Work request 1:
In the article on neurocognitive problems in HIV, how many patients were included in the study validating NEU Screen?
Work request 2:
Please reproduce the part of the article on neurocognitive problems in HIV from "Now, members of" to "and accessible manner." word for word.

Text provided:
Detection of neurocognitive problems in elderly people living with HIV | Fight AIDS Foundation

Detection of neurocognitive problems in elderly people living with HIV

24/01/2019

The cerebral manifestations of HIV infection remain an issue of concern in the everyday practice of medicine. Despite current widespread access to antiretroviral therapy, a large percentage of chronically infected persons living with HIV exhibit neurocognitive disorders.

 

Given that the population of people living with HIV is aging, it is expected that age-related pathologies will increase in this collective as well. Such pathologies can include a wide range of malignancies, including oncologic, metabolic, and bone complications, but also brain disorders.

 

These disorders are linked to a poorer quality of life, worse daily functioning, higher rates of unemployment, greater use of health system resources and diminished adherence to combination antiretroviral therapy. Therefore, their detection, prevention and treatment has become a major research priority in the HIV field. In this regard, although some early detection methods for neurocognitive disorders for HIV patients have already been proposed, none has yet managed to consolidate in routine clinical practice.

 

Now, members of the psychology team at the Fight AIDS Foundation publish a study including more than 350 patients that validates a method called NEU Screen, which they developed some time ago. This test, that can be used to detect cognitive impairment in day-to-day clinical practice, has been proved to be highly accurate, especially in patients over 60 years old, and can be used in a fast and accessible manner.

Data for analysis:
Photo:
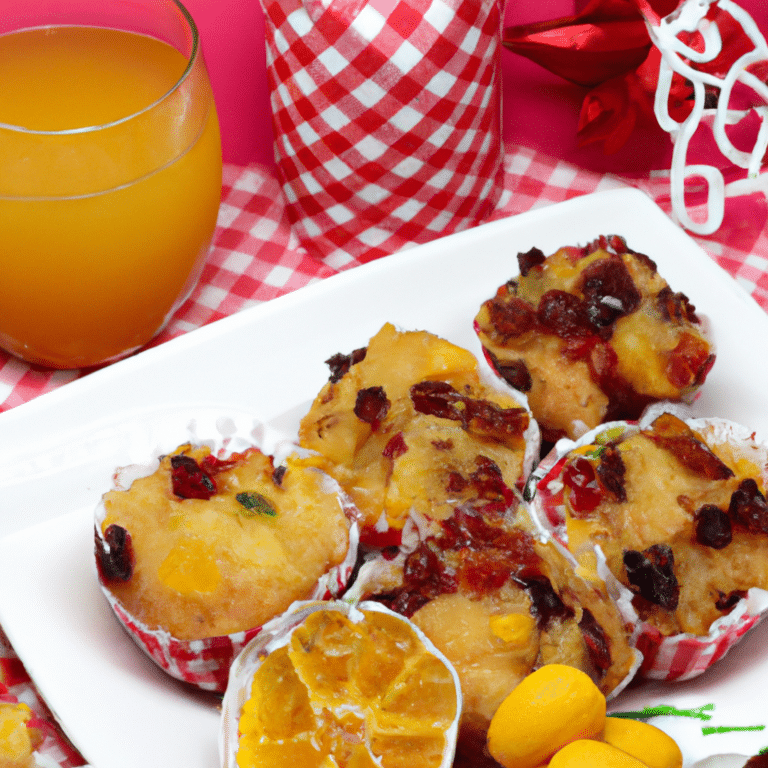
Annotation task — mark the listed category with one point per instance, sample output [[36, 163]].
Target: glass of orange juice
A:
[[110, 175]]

...

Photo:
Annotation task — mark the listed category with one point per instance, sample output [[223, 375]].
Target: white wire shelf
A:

Final answer 1:
More than 350 patients.

Final answer 2:
Now, members of the psychology team at the Fight AIDS Foundation publish a study including more than 350 patients that validates a method called NEU Screen, which they developed some time ago. This test, that can be used to detect cognitive impairment in day-to-day clinical practice, has been proved to be highly accurate, especially in patients over 60 years old, and can be used in a fast and accessible manner.